-- Problem description --
Reproduce every line of the records below word for word, but omit the pictures.

-- Records provided --

_ _ _ _

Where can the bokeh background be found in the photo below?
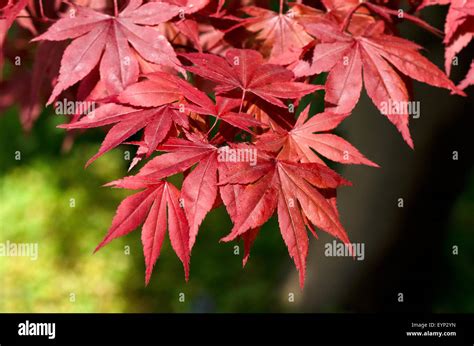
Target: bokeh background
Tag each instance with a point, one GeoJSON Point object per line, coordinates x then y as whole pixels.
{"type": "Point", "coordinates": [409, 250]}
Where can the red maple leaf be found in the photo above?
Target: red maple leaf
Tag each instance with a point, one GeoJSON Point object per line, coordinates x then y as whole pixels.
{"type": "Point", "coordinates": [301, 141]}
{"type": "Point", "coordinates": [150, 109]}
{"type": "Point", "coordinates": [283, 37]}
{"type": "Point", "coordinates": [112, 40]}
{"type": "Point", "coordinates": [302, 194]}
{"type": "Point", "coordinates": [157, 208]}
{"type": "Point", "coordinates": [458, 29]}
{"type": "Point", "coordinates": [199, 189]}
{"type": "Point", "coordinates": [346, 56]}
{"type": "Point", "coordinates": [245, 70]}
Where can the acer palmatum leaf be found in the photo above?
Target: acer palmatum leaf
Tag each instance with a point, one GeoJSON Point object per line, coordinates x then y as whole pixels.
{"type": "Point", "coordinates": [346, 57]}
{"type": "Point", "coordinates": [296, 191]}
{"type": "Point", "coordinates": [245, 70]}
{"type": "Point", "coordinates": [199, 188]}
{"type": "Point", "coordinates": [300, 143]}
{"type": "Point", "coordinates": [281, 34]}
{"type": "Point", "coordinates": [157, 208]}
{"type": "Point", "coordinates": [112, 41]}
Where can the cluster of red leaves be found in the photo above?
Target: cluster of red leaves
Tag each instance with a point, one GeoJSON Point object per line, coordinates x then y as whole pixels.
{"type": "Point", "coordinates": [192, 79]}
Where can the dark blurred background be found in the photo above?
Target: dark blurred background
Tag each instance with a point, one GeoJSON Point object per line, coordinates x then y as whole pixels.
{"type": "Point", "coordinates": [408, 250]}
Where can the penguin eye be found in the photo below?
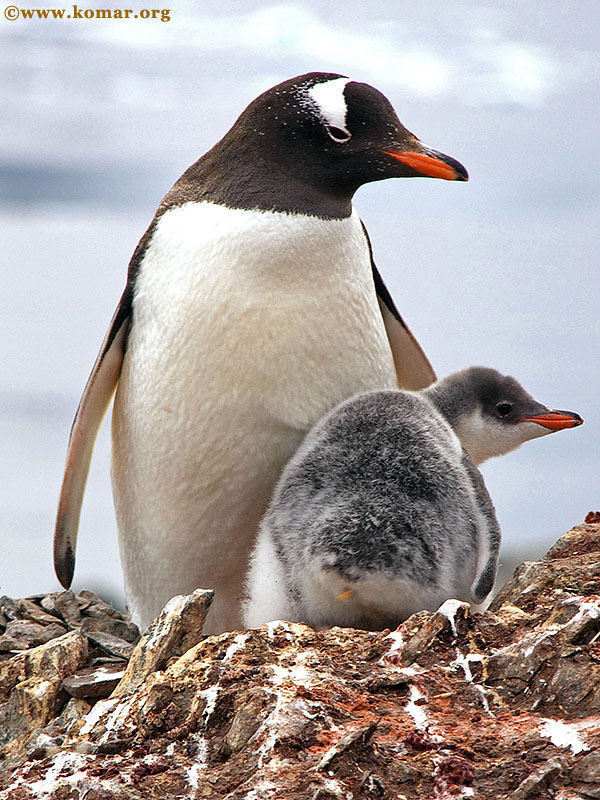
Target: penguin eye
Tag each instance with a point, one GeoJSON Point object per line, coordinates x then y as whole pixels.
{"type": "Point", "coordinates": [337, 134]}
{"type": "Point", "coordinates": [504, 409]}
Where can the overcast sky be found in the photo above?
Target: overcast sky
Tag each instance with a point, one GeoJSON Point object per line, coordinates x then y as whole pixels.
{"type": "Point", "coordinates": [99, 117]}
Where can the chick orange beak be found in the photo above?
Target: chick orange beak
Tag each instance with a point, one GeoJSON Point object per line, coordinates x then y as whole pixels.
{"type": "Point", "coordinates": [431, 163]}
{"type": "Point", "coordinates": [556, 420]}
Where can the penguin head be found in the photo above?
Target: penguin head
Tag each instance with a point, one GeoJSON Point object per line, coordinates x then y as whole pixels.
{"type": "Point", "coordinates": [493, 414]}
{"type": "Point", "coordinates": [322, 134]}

_ _ _ _

-- Correct result --
Where can the bokeh background be found in the photo below?
Target: bokeh background
Tag each instance with a point, one GeoJSON Point object per line, coordinates x then y as whole pixels.
{"type": "Point", "coordinates": [409, 250]}
Where can the red maple leaf be found in the photo above?
Target: red maple leaf
Tag each instance with a point, one GeoJSON Point object per line, coordinates x then y as whole pixels.
{"type": "Point", "coordinates": [301, 141]}
{"type": "Point", "coordinates": [150, 109]}
{"type": "Point", "coordinates": [283, 37]}
{"type": "Point", "coordinates": [112, 40]}
{"type": "Point", "coordinates": [302, 194]}
{"type": "Point", "coordinates": [157, 208]}
{"type": "Point", "coordinates": [458, 29]}
{"type": "Point", "coordinates": [199, 189]}
{"type": "Point", "coordinates": [346, 56]}
{"type": "Point", "coordinates": [245, 70]}
Where can the acer palmatum leaf be found in the photo above?
Target: acer palmatum leaf
Tag each instance with a point, one GeoJSON Point object per line, coordinates x then y as whole pixels.
{"type": "Point", "coordinates": [346, 57]}
{"type": "Point", "coordinates": [296, 191]}
{"type": "Point", "coordinates": [245, 70]}
{"type": "Point", "coordinates": [199, 188]}
{"type": "Point", "coordinates": [300, 143]}
{"type": "Point", "coordinates": [281, 34]}
{"type": "Point", "coordinates": [157, 208]}
{"type": "Point", "coordinates": [112, 41]}
Where can the cluster of red leaves be found in the photo above?
Target: cluster of red leaves
Tag each instance with a point, one GeoJSON Point object per line, coordinates x then y as whole pixels.
{"type": "Point", "coordinates": [192, 79]}
Where can the dark blurred background be found in the photo above?
Target: dark blurred background
Tag each instance with a point, one GeoJSON Point object per line, coordinates x then y as whole pixels.
{"type": "Point", "coordinates": [408, 250]}
Where can the penguin eye be found in the photo below?
Target: penguin eye
Tag each instance with a point, one GeoJSON Point object per line, coordinates x then y as whole pixels.
{"type": "Point", "coordinates": [337, 134]}
{"type": "Point", "coordinates": [504, 409]}
Where can the overcast sky be found in the photo above?
Target: overcast sky
Tag each instance with a point, one GeoJSON Point object per line, coordinates x then y as whole pixels.
{"type": "Point", "coordinates": [99, 117]}
Where can the chick orange beak be found in the photo above?
Target: chick orange beak
Tag each instance with a point, one GeoJSON Point object per line, coordinates x then y as whole pixels.
{"type": "Point", "coordinates": [431, 163]}
{"type": "Point", "coordinates": [556, 420]}
Where can the penguin head be found in the photo above?
Target: penguin head
Tag each instance with a point, one GeoJSON Point object per line, coordinates x then y as whole pixels.
{"type": "Point", "coordinates": [493, 414]}
{"type": "Point", "coordinates": [322, 134]}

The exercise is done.